***** Document passage

In shape to show

Things have changed for The Kingsbury Manx. 

In the past three years, the Chapel Hill foursome have all gotten married, signed to a local upstart label, dropped a rigorous touring schedule, and until recently, mostly disappeared from the public eye. 

The one thing that hasn't changed, though, is the band's knack for writing dreamy, Kinks-inspired pop songs that stick in your head like musical superglue, as evidenced by Ascenseur Ouvert!, a bouncy collection of melodic gems that is the latest addition to the band's decade-spanning body of work.

All things considered, it's remarkable that the Kingsbury Manx are even still together, let alone writing some of their best songs to date.

After parting with Yep Roc Records in 2007, the band found itself at a crossroads. Without a label and with an increasing number of responsibilities outside the band —multi-instrumentalist Ryan Richardson now owns a record store and Bill Taylor has a two-year-old son — the band no longer had time for touring, effectively crushing any hope of finding a new home for their material.

"We were at this level where we knew any label worth its salt would expect us to get out on the road and tour our butts off for whatever we're promoting," Taylor says. "But we were at a spot where we just couldn't do it.

"That put us in a bit of a bind, as far as asking someone to put their money and their time and effort into putting out a record and publicizing it when we couldn't go out to do it ourselves. It's kind of hypocritical."

**********

Exercise set:
A - Based on the article about The Kingsbury Manx, mark each statement yes or no, quoting the words that decide it: (i) The band parted with Yep Roc Records in 2007. (ii) Ryan Richardson has a two-year-old son. (iii) The band is a four-member group from Chapel Hill.
B - The article about The Kingsbury Manx describes how the band changed in the past three years. List every one of those changes.
C - According to the article about The Kingsbury Manx, why did the band's inability to tour make finding a new label so difficult?

***** Data listing

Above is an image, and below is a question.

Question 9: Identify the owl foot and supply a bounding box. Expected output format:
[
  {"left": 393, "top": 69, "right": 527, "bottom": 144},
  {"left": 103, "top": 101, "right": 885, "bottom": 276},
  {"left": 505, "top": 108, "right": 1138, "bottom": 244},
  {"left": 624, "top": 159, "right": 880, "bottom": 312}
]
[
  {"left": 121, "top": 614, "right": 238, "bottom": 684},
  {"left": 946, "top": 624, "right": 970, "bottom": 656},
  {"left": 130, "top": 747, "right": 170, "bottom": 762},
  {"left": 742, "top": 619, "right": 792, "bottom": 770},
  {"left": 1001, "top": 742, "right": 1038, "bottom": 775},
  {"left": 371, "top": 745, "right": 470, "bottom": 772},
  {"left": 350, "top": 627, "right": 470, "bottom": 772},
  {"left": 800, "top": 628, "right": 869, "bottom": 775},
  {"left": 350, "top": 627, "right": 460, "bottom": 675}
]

**********

Correct answers:
A -
(i) Yes: "After parting with Yep Roc Records in 2007, the band found itself at a crossroads."
(ii) No: "Bill Taylor has a two-year-old son"
(iii) Yes: "the Chapel Hill foursome"

B -
- They have all gotten married.
- They signed to a local upstart label.
- They dropped a rigorous touring schedule.
- Until recently, they mostly disappeared from the public eye.

C - Taylor says any label worth its salt would expect the band to tour heavily to promote a release, and the band couldn't do that because of responsibilities outside the band. Asking a label to put money, time and effort into a record when the band couldn't go out and promote it themselves struck him as hypocritical.